TEXTO DE ORIGEM:
= = = = =
Detalhe da “Natividade”, de Giotto, na Capella dei Scrovegni, em Pádua (Itália).| Foto: José Luiz Bernardes Ribeiro/CC BY-SA 4.0/Wikimedia Commons

Esta noite chega o Natal. Com tanta besteira, tanto comercialismo crasso superposto ao Natal verdadeiro, por vezes parece até difícil encontrá-lo por baixo de tudo. O Natal do comércio e da mídia é uma coisa fofinha, uma vaga celebração de um gostar-de-todo-mundo mais falso que nota de três reais. Presentes para todos (ou pelo menos para os que “merecem”, para os que têm dinheiro...), a rubicunda figura de um velho de vermelho vestido para uma temperatura dezenas de graus abaixo da real, e muita comilança.

O que com isso se tenta ocultar, todavia, é algo tão infinitamente maior que é até compreensível que o terror nos domine ao ponto de querermos, de buscarmos ativamente, esconder a realidade por baixo de toda essa fofura comercial. Afinal, o Natal é a celebração de algo a priori impossível, de algo tão grandioso, tão fantástico, que a mente humana não consegue jamais compreender. 2022 anos atrás, o próprio Criador de todo o Universo, forçosamente maior que o universo que criou, maior que as galáxias, que o Sistema Solar, que nosso planeta, violou a muralha de separação ontológica entre Aquele que É (como Ele Se apresentou a Moisés: “Eu-Sou”) e nós outros todos, que meramente estamos.

Toda criatura poderia existir ou não, e começou a existir em algum momento, numa nova configuração da mesma matéria do início dos tempos. Já dizia poeticamente Carl Sagan que somos feitos da poeira das estrelas. Mais prosaicamente, podemos dizer que somos feitos da terra, como na Escritura, ou mesmo feitos dos bifes, alface, batatas fritas e feijão com arroz que nos deram os átomos da nossa conformação atual. O fato é que meras décadas atrás não estávamos por aqui. Meros milhões de anos atrás tampouco estava por estas bandas esta ou aquela montanha, e meros bilhõezinhos de anos mais além nem mesmo o continente, e antes o planeta, e antes a estrela ao redor do qual ele habita. Tudo isso meramente está, não é, por ter havido um momento, um longo momento, em que aquilo não estava presente, e por estar também por vir um tempo em que não mais esteja.
= = = = =
DADOS FORNECIDOS:
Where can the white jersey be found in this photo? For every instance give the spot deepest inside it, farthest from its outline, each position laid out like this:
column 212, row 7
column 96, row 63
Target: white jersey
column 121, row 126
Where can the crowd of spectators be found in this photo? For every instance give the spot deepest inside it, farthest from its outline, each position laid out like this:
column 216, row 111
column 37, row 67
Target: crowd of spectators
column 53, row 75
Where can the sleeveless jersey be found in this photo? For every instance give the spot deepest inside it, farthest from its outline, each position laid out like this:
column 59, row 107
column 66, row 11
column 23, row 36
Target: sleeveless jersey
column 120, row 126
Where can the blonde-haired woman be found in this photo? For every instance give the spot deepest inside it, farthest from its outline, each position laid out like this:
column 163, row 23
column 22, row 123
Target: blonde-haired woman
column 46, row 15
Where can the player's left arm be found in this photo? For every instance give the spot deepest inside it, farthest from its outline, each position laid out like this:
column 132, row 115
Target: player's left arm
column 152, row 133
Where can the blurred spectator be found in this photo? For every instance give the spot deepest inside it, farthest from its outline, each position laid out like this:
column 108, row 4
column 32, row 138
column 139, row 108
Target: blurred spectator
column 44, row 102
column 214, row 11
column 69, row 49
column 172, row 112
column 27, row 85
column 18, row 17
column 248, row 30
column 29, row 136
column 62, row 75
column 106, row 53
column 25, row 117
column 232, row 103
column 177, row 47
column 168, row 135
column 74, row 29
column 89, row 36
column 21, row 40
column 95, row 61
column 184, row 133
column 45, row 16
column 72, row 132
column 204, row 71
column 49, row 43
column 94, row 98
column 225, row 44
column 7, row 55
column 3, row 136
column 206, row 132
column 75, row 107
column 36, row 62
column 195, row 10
= = = = =
ENUNCIADO 1: Como você resumiria o texto sobre o Natal em duas frases?
ENUNCIADO 2: Segundo o texto sobre o Natal, o Criador é maior que quais coisas? Liste todas.

RESPOSTA CORRETA 1: O Natal do comércio e da mídia, com presentes, a figura de um velho de vermelho e muita comilança, encobre o Natal verdadeiro. Esse Natal é a celebração de algo grandioso demais para a mente humana compreender: o Criador de todo o Universo rompeu a separação ontológica entre Aquele que É e as criaturas, que meramente estão, pois começaram a existir em algum momento e um dia não mais existirão.

RESPOSTA CORRETA 2:
- o universo que criou
- as galáxias
- o Sistema Solar
- nosso planeta